● **Aim of the task**: Reproduce all entries verbatim, with nothing added or dropped.

● **Data records**:
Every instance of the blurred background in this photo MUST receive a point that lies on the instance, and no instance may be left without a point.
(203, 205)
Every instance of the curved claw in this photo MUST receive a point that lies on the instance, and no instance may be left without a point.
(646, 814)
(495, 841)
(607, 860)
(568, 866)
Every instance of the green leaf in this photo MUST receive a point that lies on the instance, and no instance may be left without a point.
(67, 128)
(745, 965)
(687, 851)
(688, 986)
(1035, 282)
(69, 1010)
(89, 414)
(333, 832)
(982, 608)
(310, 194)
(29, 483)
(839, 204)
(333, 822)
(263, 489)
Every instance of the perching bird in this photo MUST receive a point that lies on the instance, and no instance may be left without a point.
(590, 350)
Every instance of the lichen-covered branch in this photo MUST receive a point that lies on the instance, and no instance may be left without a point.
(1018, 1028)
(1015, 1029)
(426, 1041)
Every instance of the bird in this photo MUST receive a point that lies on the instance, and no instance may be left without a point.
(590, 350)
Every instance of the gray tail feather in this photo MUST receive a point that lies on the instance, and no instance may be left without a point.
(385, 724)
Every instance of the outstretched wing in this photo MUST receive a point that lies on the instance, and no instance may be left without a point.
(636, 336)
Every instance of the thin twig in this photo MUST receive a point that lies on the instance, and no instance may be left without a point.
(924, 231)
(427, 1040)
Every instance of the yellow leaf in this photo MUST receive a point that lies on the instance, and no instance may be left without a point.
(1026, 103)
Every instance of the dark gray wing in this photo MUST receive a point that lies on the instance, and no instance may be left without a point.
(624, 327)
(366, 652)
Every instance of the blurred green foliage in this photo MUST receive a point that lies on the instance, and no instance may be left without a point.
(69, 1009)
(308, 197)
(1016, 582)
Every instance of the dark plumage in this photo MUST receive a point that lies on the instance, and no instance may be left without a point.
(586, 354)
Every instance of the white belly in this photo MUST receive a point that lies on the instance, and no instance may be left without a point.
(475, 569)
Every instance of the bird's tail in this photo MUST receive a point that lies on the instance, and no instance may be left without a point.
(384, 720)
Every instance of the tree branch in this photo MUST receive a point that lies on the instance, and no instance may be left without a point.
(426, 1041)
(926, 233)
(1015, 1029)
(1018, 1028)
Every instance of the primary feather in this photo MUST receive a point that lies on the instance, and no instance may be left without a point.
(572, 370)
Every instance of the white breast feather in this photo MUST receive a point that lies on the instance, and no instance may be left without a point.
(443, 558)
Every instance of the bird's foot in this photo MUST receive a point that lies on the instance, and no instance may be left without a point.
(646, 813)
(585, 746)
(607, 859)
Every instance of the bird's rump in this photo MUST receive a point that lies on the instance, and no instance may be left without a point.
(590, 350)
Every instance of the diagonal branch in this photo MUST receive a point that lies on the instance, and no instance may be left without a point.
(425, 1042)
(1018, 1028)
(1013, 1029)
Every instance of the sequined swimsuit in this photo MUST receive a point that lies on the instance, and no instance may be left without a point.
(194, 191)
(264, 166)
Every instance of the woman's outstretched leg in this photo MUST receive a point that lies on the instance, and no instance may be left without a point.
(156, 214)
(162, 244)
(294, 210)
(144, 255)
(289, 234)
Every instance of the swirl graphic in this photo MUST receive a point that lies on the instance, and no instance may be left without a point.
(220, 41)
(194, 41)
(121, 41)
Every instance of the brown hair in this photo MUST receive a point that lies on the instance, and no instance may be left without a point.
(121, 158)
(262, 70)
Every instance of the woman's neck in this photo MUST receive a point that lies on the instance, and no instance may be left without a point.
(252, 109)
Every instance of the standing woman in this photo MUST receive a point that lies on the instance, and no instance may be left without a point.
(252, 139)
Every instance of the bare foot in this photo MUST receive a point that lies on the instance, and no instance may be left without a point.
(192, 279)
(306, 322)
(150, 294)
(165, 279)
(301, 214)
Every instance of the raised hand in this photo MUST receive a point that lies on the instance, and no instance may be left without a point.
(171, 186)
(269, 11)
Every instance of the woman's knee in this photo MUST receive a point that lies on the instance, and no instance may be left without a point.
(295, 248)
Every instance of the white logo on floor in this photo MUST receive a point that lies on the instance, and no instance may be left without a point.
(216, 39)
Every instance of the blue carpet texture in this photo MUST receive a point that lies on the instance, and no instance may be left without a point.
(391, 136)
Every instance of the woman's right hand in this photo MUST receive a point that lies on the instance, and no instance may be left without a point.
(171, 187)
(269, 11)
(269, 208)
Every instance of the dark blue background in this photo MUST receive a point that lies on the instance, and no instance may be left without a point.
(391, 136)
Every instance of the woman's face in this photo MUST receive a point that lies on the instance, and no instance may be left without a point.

● **Result of the task**:
Every instance of the blurred background in this photo MUST receive a point that lies on the instance, and no instance may be left without a point.
(203, 205)
Every instance of the curved claw in this photo MUST receive a point that lies on the instance, and no instance may be left without a point.
(646, 814)
(495, 841)
(607, 860)
(568, 866)
Every instance of the green leaf in this photo MUST receive a point that lies on the instance, and no instance may be left without a point.
(67, 128)
(745, 965)
(687, 851)
(688, 986)
(1035, 282)
(69, 1010)
(89, 414)
(333, 832)
(982, 608)
(310, 194)
(29, 483)
(839, 204)
(333, 822)
(263, 489)
Every instance of the perching bird in this photo MUST receive a point that lies on the instance, and no instance may be left without a point.
(590, 350)
Every instance of the lichen-covered branch in this photo MUST receive a point that lies on the instance, and no instance may be left without a point.
(1018, 1028)
(1015, 1029)
(426, 1041)
Every instance of the bird in this photo MUST receive a point that lies on the instance, and no instance may be left without a point.
(590, 350)
Every instance of the gray tail feather in this photo MUST receive a point that lies on the instance, and no instance may be left without a point.
(385, 724)
Every instance of the outstretched wing in this photo MUST receive a point that lies on the instance, and no instance may be left without a point.
(636, 336)
Every instance of the thin twig in this photo MUST receive a point that lies on the instance, and no instance may be left without a point.
(924, 231)
(427, 1040)
Every instance of the yellow leaf in this photo MUST receive a point that lies on the instance, and no instance may be left without a point.
(1026, 103)
Every instance of the dark gray wing in this photo MUST receive a point that lies on the instance, and no instance may be left without a point.
(624, 327)
(366, 652)
Every instance of the blurred green foliage in this photo MUST receive a point that lies on the instance, and no instance may be left without a point.
(69, 1009)
(308, 197)
(1016, 582)
Every instance of the dark plumage in this photo MUST receive a point that lies on the instance, and no instance may be left without a point.
(586, 354)
Every instance of the white belly in this photo MUST receive a point that lies on the instance, and no instance may be left without a point.
(475, 569)
Every instance of the bird's tail in this photo MUST receive a point that lies on the instance, and no instance may be left without a point.
(384, 720)
Every instance of the tree branch in this photo MUST receive a point that lies on the instance, and no instance may be left without a point.
(426, 1041)
(926, 233)
(1015, 1029)
(1018, 1028)
Every instance of the primary feather in this photo MUST receive a point that lies on the instance, and no instance may be left without a point.
(572, 370)
Every instance of the white breast feather in this photo MUST receive a point that lies on the instance, and no instance may be left without a point.
(443, 558)
Every instance of the bird's foot in this photo MUST receive a point that lies on the instance, and no instance may be left without a point.
(646, 813)
(585, 746)
(607, 859)
Every instance of the bird's rump in this photo MUST receive a point that lies on the instance, and no instance may be left without a point.
(590, 350)
Every instance of the diagonal branch in this photo MUST receive a point that lies on the instance, and no instance may be left without a point.
(425, 1042)
(1018, 1028)
(1013, 1029)
Every instance of the sequined swimsuit in this photo MUST receive a point that lies on the instance, and no instance may be left without a point.
(194, 191)
(264, 166)
Every instance of the woman's outstretched leg in this photo MUST receive a point that lies on the instance, and no instance may be left without a point.
(156, 214)
(162, 244)
(294, 210)
(144, 255)
(289, 234)
Every instance of the swirl graphic in this photo MUST receive a point that lies on the instance, and no instance may be left without a point.
(220, 41)
(194, 41)
(121, 41)
Every instance of the brown hair in this photo MUST receive a point that lies on the instance, and no instance may be left without a point.
(121, 158)
(262, 70)
Every instance of the woman's neck in this photo MUST receive a point that lies on the instance, and no instance may be left without a point.
(252, 109)
Every instance of the standing woman in this photo MUST receive a point that lies on the instance, and no instance may be left without a point.
(252, 139)
Every instance of the bare foot in this photo MUST receive a point that lies on the instance, and no instance may be left without a point.
(192, 279)
(306, 322)
(150, 294)
(165, 279)
(301, 214)
Every instance of the raised hand in this photo MUST receive a point that lies on the instance, and no instance may be left without a point.
(171, 186)
(269, 11)
Every instance of the woman's knee in this photo MUST receive a point that lies on the instance, and no instance may be left without a point.
(295, 248)
Every instance of the white logo on floor in this photo MUST receive a point that lies on the instance, and no instance may be left without a point.
(216, 39)
Every instance of the blue carpet texture in this photo MUST receive a point that lies on the instance, and no instance may be left without a point.
(391, 136)
Every instance of the woman's right hand in this photo MUST receive a point that lies on the instance, and no instance may be left without a point.
(171, 187)
(269, 11)
(269, 208)
Every instance of the dark blue background in this photo MUST receive a point that lies on the instance, and no instance may be left without a point.
(391, 136)
Every instance of the woman's face in this photo MUST receive a point that lies on the instance, and no instance may be left without a point.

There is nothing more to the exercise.